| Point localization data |
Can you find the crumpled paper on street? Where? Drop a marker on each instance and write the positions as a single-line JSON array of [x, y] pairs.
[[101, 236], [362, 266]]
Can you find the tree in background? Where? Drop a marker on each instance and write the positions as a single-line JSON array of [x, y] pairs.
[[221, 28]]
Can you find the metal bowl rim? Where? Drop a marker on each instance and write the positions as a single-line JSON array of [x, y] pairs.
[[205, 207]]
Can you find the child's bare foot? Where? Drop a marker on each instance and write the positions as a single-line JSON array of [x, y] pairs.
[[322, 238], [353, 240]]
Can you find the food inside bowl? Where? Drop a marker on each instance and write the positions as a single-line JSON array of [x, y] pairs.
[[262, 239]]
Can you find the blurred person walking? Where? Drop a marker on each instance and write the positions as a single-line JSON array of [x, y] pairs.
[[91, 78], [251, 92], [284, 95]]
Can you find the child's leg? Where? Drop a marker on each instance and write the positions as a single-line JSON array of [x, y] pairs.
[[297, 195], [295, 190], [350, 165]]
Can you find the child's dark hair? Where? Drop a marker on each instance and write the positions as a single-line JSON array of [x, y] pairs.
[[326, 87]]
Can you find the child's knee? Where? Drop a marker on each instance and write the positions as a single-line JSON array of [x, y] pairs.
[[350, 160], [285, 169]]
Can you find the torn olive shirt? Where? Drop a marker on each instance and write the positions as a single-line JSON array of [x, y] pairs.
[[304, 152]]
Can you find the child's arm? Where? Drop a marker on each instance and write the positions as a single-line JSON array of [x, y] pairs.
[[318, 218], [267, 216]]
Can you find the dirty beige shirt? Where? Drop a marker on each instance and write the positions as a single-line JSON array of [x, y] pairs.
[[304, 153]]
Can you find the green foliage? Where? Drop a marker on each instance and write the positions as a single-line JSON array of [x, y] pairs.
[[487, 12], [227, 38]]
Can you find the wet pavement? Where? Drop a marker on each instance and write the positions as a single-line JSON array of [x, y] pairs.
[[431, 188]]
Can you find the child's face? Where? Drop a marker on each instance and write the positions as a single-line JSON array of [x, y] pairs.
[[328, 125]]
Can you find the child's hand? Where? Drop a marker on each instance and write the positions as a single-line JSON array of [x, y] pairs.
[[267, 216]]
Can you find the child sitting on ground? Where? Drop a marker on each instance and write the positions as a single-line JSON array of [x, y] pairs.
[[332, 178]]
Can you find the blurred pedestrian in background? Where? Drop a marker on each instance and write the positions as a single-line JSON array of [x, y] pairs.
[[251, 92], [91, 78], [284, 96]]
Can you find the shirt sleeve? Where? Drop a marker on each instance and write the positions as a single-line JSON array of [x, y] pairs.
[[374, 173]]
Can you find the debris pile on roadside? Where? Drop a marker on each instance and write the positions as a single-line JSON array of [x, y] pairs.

| Exercise brief |
Each record above is to be printed again exactly as written.

| Result for this exercise |
Can you find the crumpled paper on street? Where? Drop a marker on each instance and write the positions as a single-line JSON array of [x, y] pairs.
[[101, 236], [362, 266]]
Can you find the tree in background? Where? Drop a marker on each instance and write the positions as a single-line JSON array of [x, y] pairs.
[[221, 28]]
Can you find the metal bowl rim? Where? Drop a marker on each instance and write the positions as a single-line JSON array of [x, y] pairs.
[[205, 207]]
Can you find the child's bare foot? Where? Drop a marker on each instance and write the positions as a single-line JSON array of [x, y] pairs.
[[322, 238], [353, 240]]
Can you find the food inside bowl? Where? Drop a marker on each instance and write the positions as a single-line JSON array of [x, y] pairs.
[[262, 239]]
Can you find the blurred person walking? Where? Drop a marker on each instance and write the positions as a single-line JSON array of [x, y] pairs.
[[91, 78], [251, 92], [284, 95]]
Can you find the child's leg? Where? Drop a marker on each instance and write the positions as a single-line JSON array of [x, y] pairs.
[[297, 195], [295, 190], [350, 165]]
Can you find the child's dark hair? Where? Drop a marker on each instance and write the positions as a single-line JSON array of [x, y] pairs.
[[326, 87]]
Can you find the child's knee? Where? Drop a marker on each instance and write the positions as a single-line JSON array of [x, y] pairs.
[[350, 160], [285, 169]]
Can you find the torn olive shirt? Where? Drop a marker on each instance and write the positions as a single-line JSON array of [x, y] pairs.
[[304, 152]]
Can you find the child's arm? Where? Drop a marker on each instance and write the positions as a single-line JSON array of [x, y] pairs.
[[318, 218], [267, 216]]
Can you find the dirty beige shirt? Where? Drop a marker on each instance and write the positions as a single-line JSON array of [x, y] pairs.
[[304, 153]]
Can you find the green foliage? Where? Drop a marker on each instance and write the positions as a single-line JSON array of [x, y] pairs.
[[487, 12], [227, 38]]
Can you find the wet pavement? Where? Drop a marker on each instance and write the positions as a single-line JSON array of [x, y] pairs.
[[431, 188]]
Can you find the child's face? Where? Drop a marker on each instance and write the positions as a single-line JSON array of [x, y] pairs.
[[328, 125]]
Can you find the child's hand? Where? Drop a marker on each instance and write the positions as a single-line JSON array of [x, y] pairs.
[[267, 216]]
Can you find the child sitting on ground? Where? Drop a marker on each instance and write the positions as a single-line JSON array of [x, y] pairs.
[[332, 178]]
Can you find the blurred pedestrian in background? Where? Drop a marker on each instance and write the positions as a single-line JSON array of [x, y] pairs.
[[251, 92], [91, 78], [284, 96]]
Can you find the shirt sleeve? Where? Drop a marker on each instance and write the positions as a single-line JSON array of [x, y] pairs.
[[374, 173]]
Can you find the debris pile on roadside? Where? Drop a marker on each instance and write the positions as a single-line JSON array of [x, y] pairs.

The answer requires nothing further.